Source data
###

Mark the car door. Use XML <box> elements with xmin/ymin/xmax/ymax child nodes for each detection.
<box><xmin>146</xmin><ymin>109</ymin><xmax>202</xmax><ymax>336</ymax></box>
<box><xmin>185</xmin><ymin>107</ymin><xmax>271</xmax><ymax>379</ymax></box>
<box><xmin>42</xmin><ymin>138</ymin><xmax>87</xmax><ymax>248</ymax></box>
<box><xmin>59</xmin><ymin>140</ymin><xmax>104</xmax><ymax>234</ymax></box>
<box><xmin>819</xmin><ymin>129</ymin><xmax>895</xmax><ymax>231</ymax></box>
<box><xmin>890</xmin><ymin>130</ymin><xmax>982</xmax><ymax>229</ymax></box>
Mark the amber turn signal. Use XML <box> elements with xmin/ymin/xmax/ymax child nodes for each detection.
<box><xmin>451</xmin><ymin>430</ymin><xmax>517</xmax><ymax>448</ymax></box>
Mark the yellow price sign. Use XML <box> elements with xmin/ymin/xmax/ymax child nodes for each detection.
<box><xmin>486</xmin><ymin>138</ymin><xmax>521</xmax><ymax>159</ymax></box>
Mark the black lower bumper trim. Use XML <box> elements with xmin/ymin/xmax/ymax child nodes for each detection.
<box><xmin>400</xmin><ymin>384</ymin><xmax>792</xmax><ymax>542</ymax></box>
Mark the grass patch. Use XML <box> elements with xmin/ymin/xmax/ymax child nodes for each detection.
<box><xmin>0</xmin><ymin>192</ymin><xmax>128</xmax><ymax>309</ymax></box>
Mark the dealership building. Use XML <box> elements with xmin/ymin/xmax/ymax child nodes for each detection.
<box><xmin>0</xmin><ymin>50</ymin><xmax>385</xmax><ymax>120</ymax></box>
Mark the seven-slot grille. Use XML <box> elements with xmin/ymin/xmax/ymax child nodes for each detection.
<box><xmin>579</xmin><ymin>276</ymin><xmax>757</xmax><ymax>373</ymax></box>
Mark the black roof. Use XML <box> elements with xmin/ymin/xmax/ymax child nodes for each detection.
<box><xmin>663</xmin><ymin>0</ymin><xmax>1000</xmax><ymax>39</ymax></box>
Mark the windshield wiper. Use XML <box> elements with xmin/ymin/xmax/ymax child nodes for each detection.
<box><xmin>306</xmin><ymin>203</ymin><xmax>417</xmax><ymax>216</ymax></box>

###

Change every occurrence of "Mark" in the source data above to "Locate", and reproduce all lines with everything else left unchanged.

Locate the car door. Use XML <box> elements with xmin/ymin/xmax/ymax child nodes for each detection.
<box><xmin>146</xmin><ymin>109</ymin><xmax>202</xmax><ymax>336</ymax></box>
<box><xmin>185</xmin><ymin>107</ymin><xmax>271</xmax><ymax>379</ymax></box>
<box><xmin>42</xmin><ymin>138</ymin><xmax>87</xmax><ymax>248</ymax></box>
<box><xmin>59</xmin><ymin>140</ymin><xmax>104</xmax><ymax>234</ymax></box>
<box><xmin>819</xmin><ymin>129</ymin><xmax>895</xmax><ymax>231</ymax></box>
<box><xmin>890</xmin><ymin>130</ymin><xmax>982</xmax><ymax>229</ymax></box>
Locate the amber turn signal. Use XML <box> elements with xmin/ymin/xmax/ymax child nodes for each detection.
<box><xmin>451</xmin><ymin>430</ymin><xmax>517</xmax><ymax>448</ymax></box>
Locate the yellow price sign. Use XML <box> elements with xmin/ymin/xmax/ymax child nodes for each detection.
<box><xmin>486</xmin><ymin>138</ymin><xmax>521</xmax><ymax>159</ymax></box>
Locate the black lower bumper trim. Use XML <box> elements with xmin/ymin/xmax/ymax child nodes for each detection.
<box><xmin>400</xmin><ymin>384</ymin><xmax>792</xmax><ymax>542</ymax></box>
Locate the grass patch. Use XML <box> elements with xmin/ymin/xmax/ymax child nodes for each detection.
<box><xmin>0</xmin><ymin>192</ymin><xmax>128</xmax><ymax>309</ymax></box>
Locate the dealership building. Use XML <box> elements with xmin/ymin/xmax/ymax child nodes for each detection.
<box><xmin>0</xmin><ymin>50</ymin><xmax>385</xmax><ymax>120</ymax></box>
Locate the seven-slot grille. Use XML <box> elements with xmin/ymin/xmax/ymax child nodes for each detection.
<box><xmin>579</xmin><ymin>276</ymin><xmax>757</xmax><ymax>373</ymax></box>
Locate the black roof. Use XML <box> elements with xmin/ymin/xmax/ymax child nodes for each detection.
<box><xmin>663</xmin><ymin>0</ymin><xmax>1000</xmax><ymax>39</ymax></box>
Locate the windshield wiper. Use XML <box> elements with xmin/ymin/xmax/ymax child nodes for each detection.
<box><xmin>306</xmin><ymin>203</ymin><xmax>417</xmax><ymax>216</ymax></box>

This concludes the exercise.